ПРЕДЛОЖЕННЫЙ ОТРЫВОК:
Записки криминального журналиста. Истории, которые не дадут уснуть — страница 18 из 31

Вскоре начался допрос самого Малькова. Только вот он и сам, как выяснилось, запутался в показаниях.

— Подсудимый, встаньте, — начала допрос судья. — Вам знакомы потерпевшие?

— Нет, я вижу их впервые, — уверенно ответил тот. — Никогда их раньше не встречал.

— Вы были в бане в день совершения преступления? — уточнила судья.

— Нет, меня там не было. В тот день мы отдыхали всей семьей на даче. На работе я не был.

— В первоначальных показаниях вы говорили другое, — сказала судья. — Вы утверждали, что видели детей.

— Да, я говорил, что администратор приводила в сауну детей из соседних домов, — тут же стал оправдываться Мальков. — Я узнал об этом случайно. Когда увидел, что там дети плещутся в бассейне, то сразу сделал ей выговор. Больше такого не повторялось.

— Вы видели этих детей в бане? — повторила судья.

— Нет, я никогда их не видел, — уверял Мальков, но по интонациям чувствовалось, что он занервничал.

— А каких детей вы видели? — уточнила судья. — Как они выглядели?

— Я не помню, — замялся Мальков. — Это было давно.

В показаниях владельца бани и его администратора Веры была полнейшая путаница. Они абсолютно противоречили друг другу. Ранее в разговоре со мной помощница Малькова сказала, что детей водили в баню в целях рекламы и владелец это поощрял. А теперь, по словам бизнесмена, он сделал выговор сотруднице за то, что в сауне появлялись посторонние. Неувязочка вышла.

НАБОР ДАННЫХ:
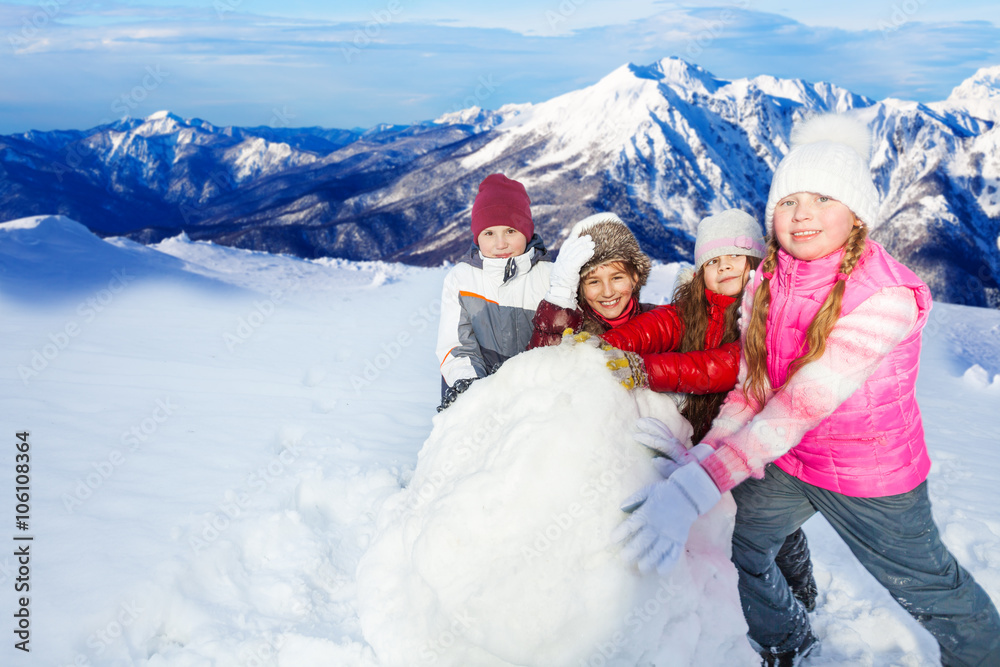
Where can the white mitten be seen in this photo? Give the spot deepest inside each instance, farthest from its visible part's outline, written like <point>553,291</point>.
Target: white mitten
<point>565,276</point>
<point>654,434</point>
<point>662,514</point>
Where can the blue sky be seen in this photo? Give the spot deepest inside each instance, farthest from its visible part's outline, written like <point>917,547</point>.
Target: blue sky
<point>71,64</point>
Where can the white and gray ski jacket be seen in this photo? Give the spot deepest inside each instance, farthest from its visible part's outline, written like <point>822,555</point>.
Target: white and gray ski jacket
<point>487,306</point>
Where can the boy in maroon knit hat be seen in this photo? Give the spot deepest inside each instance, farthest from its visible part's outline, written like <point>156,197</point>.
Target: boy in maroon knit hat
<point>490,296</point>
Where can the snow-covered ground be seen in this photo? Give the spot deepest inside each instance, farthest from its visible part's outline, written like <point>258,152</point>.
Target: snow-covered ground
<point>213,433</point>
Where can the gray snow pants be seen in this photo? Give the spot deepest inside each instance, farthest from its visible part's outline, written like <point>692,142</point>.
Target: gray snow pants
<point>894,537</point>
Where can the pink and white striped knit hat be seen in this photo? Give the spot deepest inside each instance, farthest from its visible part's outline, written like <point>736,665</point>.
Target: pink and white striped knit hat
<point>732,232</point>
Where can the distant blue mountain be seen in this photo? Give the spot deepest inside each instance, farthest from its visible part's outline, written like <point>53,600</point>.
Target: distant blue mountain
<point>661,145</point>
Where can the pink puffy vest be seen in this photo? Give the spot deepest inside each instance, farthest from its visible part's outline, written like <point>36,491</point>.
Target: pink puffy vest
<point>873,444</point>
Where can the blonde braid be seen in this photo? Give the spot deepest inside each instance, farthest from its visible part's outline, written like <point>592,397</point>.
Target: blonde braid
<point>755,347</point>
<point>829,312</point>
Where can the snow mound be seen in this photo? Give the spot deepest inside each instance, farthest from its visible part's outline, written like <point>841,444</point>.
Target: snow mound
<point>978,378</point>
<point>497,552</point>
<point>54,257</point>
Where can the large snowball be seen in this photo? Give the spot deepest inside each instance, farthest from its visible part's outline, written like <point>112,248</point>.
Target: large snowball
<point>497,552</point>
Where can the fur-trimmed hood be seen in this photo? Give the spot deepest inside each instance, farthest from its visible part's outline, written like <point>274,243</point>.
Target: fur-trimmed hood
<point>613,241</point>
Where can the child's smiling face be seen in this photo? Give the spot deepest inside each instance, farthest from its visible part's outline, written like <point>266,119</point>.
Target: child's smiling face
<point>501,242</point>
<point>810,225</point>
<point>608,289</point>
<point>726,274</point>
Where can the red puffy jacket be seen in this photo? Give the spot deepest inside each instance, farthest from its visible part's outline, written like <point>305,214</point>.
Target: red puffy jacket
<point>657,334</point>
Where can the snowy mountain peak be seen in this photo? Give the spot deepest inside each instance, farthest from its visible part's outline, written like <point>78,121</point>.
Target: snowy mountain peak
<point>979,95</point>
<point>984,84</point>
<point>160,123</point>
<point>679,72</point>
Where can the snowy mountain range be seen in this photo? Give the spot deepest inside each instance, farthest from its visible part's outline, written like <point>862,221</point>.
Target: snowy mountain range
<point>216,435</point>
<point>661,145</point>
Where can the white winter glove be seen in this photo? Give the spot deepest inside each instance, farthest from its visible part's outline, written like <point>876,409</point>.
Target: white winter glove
<point>565,276</point>
<point>654,434</point>
<point>662,514</point>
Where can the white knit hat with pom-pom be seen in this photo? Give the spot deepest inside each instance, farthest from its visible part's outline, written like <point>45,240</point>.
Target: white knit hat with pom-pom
<point>831,156</point>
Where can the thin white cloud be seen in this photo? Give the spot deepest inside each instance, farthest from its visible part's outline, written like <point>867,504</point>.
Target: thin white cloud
<point>233,68</point>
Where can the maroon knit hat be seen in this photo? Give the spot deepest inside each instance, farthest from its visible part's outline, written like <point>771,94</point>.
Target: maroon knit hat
<point>502,201</point>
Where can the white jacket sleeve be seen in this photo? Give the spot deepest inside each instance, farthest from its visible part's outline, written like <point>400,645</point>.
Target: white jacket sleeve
<point>454,333</point>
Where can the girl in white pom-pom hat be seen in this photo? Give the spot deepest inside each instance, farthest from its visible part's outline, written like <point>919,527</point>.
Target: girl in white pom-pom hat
<point>826,419</point>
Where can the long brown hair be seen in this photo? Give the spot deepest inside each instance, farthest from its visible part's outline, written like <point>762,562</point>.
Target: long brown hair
<point>692,307</point>
<point>754,349</point>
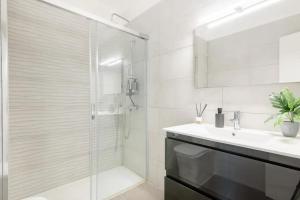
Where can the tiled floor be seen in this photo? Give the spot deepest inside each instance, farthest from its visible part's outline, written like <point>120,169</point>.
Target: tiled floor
<point>111,182</point>
<point>143,192</point>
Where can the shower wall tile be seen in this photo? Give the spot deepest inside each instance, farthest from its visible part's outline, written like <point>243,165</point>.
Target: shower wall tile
<point>48,96</point>
<point>172,95</point>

ПОСТАВЛЕННАЯ ЗАДАЧА: Выведите без изменений часть отрывка о допросе Малькова: всё начиная со слов «Записки криминального журналиста.» и ниже, вплоть до слов «Вам знакомы потерпевшие?».

В ОТВЕТ:
Записки криминального журналиста. Истории, которые не дадут уснуть — страница 18 из 31

Вскоре начался допрос самого Малькова. Только вот он и сам, как выяснилось, запутался в показаниях.

— Подсудимый, встаньте, — начала допрос судья. — Вам знакомы потерпевшие?